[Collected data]
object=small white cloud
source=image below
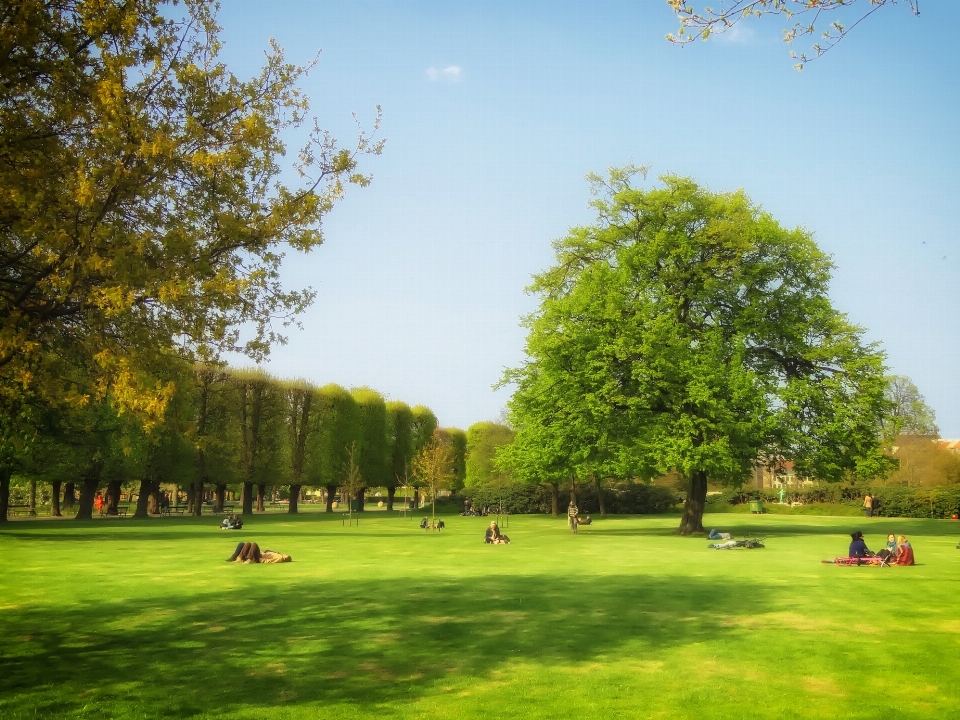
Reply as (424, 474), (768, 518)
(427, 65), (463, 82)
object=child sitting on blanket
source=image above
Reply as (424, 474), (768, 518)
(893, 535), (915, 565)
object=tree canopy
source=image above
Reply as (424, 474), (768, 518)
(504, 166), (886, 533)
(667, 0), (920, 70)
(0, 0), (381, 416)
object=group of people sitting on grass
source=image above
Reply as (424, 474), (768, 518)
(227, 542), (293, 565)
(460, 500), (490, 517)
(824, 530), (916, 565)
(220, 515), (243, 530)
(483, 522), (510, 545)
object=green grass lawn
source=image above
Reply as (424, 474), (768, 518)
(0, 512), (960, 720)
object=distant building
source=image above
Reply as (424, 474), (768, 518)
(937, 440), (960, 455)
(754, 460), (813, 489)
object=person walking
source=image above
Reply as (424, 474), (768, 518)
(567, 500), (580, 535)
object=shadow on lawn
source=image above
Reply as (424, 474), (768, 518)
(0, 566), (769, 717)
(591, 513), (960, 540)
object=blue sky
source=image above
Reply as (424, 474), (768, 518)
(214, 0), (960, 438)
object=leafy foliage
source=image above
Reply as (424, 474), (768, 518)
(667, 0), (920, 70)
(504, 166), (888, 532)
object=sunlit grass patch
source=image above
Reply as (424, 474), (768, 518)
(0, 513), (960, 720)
---
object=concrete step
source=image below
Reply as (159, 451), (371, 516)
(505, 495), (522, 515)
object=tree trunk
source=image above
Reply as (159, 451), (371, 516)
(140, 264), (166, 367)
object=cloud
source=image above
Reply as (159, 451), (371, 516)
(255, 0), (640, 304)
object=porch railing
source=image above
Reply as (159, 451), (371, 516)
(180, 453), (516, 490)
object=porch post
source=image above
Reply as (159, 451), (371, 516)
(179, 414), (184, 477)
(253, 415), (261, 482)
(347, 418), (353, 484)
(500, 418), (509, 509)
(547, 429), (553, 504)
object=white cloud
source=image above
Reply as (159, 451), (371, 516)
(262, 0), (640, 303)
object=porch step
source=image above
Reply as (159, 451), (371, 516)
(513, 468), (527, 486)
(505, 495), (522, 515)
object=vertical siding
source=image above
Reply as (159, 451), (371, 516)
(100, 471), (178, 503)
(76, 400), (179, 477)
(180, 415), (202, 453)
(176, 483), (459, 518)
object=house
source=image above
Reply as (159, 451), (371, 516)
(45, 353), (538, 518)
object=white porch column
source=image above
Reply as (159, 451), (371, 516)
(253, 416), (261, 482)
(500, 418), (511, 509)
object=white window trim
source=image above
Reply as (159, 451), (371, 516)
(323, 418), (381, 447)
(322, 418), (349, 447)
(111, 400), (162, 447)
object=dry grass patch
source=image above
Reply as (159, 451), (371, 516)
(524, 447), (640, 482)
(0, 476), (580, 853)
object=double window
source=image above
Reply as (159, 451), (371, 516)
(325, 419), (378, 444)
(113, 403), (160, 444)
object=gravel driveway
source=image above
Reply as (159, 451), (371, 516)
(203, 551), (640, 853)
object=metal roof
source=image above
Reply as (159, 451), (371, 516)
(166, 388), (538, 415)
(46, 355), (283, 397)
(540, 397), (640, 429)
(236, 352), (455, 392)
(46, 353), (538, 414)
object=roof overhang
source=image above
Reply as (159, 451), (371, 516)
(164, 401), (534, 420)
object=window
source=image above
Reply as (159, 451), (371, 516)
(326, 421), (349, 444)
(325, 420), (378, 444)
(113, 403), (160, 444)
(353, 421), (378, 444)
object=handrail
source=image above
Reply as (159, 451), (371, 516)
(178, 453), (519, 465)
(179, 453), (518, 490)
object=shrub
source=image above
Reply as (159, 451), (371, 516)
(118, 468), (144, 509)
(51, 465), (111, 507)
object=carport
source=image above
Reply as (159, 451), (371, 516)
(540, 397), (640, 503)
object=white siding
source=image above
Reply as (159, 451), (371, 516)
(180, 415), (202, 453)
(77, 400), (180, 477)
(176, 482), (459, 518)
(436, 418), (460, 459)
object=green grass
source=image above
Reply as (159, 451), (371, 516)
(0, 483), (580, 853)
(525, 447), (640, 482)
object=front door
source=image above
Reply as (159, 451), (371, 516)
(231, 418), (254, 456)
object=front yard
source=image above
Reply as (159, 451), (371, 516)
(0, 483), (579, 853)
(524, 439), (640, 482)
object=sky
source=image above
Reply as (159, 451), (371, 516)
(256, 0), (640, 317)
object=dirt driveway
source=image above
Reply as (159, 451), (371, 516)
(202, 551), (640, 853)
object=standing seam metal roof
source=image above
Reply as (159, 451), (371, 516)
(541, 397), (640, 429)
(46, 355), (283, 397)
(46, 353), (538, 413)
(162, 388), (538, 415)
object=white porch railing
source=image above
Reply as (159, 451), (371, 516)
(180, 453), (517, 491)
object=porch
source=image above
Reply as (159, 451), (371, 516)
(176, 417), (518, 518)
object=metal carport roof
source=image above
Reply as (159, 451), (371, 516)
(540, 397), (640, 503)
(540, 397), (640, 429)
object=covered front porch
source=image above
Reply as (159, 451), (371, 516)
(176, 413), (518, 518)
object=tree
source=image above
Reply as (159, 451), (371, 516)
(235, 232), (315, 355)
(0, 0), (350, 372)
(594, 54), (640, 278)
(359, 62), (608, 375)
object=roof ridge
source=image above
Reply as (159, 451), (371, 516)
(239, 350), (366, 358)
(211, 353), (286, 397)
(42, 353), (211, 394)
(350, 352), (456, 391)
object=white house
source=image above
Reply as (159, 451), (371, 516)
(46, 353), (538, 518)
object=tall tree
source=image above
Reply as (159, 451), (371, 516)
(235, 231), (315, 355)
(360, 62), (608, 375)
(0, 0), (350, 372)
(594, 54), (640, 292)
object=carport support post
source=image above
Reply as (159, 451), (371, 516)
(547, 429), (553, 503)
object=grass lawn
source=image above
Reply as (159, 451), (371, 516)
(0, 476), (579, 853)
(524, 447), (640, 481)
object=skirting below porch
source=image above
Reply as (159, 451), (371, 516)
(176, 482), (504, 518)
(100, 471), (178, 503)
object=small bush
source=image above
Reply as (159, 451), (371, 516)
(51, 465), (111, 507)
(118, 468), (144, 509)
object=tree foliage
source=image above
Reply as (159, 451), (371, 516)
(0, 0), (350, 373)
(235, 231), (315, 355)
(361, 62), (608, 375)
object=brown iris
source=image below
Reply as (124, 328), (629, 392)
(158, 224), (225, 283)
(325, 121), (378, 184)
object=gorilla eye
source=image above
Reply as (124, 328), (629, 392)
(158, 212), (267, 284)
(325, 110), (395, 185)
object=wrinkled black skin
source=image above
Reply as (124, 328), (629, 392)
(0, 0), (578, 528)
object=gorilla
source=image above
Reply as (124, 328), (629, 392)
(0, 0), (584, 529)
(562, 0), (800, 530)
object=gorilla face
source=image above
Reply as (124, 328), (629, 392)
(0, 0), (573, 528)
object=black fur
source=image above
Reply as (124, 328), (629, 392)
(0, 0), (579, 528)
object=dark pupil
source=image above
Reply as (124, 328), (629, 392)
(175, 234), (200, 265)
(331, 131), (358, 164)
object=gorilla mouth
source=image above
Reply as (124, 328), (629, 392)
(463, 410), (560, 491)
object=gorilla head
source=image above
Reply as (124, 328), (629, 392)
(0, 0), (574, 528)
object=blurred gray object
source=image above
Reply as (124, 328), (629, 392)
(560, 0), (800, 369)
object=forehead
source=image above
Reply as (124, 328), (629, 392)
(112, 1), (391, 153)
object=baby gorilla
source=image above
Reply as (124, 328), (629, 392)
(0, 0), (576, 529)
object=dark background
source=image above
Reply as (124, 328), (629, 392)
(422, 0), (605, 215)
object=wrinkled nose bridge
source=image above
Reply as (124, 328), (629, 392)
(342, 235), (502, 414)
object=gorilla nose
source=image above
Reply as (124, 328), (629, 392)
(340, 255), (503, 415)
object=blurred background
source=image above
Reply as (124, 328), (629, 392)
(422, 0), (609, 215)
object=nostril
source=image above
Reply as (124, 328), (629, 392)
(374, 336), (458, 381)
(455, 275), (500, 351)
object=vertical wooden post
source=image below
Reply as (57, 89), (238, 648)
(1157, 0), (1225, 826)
---
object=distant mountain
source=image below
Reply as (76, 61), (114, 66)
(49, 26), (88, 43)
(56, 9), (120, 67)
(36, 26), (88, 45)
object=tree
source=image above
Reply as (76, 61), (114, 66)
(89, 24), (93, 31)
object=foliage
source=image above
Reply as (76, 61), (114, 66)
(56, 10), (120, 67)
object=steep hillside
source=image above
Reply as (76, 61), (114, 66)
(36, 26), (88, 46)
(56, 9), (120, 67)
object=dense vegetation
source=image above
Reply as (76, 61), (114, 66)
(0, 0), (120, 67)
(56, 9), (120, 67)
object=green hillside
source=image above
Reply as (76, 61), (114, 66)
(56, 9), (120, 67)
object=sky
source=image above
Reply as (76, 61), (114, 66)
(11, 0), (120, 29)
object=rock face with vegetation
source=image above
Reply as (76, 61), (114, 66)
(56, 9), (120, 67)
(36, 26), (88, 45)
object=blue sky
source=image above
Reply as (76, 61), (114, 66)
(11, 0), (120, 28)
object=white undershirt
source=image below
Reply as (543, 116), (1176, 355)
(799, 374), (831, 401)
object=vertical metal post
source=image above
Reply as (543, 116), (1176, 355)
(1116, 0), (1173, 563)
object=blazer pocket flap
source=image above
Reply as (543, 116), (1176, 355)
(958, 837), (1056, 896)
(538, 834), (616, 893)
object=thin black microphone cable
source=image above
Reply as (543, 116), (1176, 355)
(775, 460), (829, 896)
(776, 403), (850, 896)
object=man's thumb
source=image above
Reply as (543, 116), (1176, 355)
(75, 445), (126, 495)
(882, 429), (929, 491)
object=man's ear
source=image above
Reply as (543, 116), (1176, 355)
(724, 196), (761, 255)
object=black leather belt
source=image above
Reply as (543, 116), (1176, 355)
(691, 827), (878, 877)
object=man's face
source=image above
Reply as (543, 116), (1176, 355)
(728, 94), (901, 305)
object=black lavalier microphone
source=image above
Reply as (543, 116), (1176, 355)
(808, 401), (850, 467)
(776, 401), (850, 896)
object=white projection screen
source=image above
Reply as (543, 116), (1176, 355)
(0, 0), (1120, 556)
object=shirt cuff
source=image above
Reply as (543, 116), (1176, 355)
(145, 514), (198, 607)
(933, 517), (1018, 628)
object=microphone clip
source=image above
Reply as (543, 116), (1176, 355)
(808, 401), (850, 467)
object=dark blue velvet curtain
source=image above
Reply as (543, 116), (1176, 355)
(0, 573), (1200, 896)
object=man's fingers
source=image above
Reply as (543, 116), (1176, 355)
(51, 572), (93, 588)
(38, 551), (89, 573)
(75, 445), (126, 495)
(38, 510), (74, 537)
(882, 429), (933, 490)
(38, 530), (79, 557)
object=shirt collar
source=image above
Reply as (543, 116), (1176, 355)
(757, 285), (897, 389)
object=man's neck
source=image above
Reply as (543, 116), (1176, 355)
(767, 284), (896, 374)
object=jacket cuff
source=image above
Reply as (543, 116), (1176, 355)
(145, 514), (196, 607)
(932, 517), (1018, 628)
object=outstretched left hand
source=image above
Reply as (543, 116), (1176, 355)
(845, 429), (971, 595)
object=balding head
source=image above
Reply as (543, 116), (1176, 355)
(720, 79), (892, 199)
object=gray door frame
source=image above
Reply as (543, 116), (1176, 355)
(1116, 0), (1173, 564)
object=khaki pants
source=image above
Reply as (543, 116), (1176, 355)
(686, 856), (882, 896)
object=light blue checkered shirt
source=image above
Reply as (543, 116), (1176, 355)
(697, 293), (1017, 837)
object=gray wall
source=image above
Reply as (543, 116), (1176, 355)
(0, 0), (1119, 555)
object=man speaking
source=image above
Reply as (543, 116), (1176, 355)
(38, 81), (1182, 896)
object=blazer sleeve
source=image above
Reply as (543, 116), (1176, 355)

▸ **YOUR TASK**:
Turn everything from the line containing "object=front door" down to the line containing "(176, 417), (518, 518)", both included, into a JSON list of strings with one string per line and blank lines left out.

▸ **ANSWER**:
[
  "object=front door",
  "source=image above",
  "Reply as (159, 451), (371, 516)",
  "(231, 418), (254, 456)",
  "object=front yard",
  "source=image above",
  "Reply as (159, 451), (371, 516)",
  "(0, 483), (579, 853)",
  "(524, 439), (640, 482)",
  "object=sky",
  "source=image above",
  "Reply as (159, 451), (371, 516)",
  "(256, 0), (640, 317)",
  "object=dirt driveway",
  "source=image above",
  "Reply as (159, 451), (371, 516)",
  "(202, 551), (640, 853)",
  "object=standing seam metal roof",
  "source=image above",
  "Reply as (159, 451), (371, 516)",
  "(541, 397), (640, 429)",
  "(46, 355), (283, 397)",
  "(46, 353), (538, 413)",
  "(162, 388), (538, 415)",
  "object=white porch railing",
  "source=image above",
  "Reply as (159, 451), (371, 516)",
  "(180, 453), (517, 491)",
  "object=porch",
  "source=image above",
  "Reply as (159, 451), (371, 516)",
  "(176, 417), (518, 518)"
]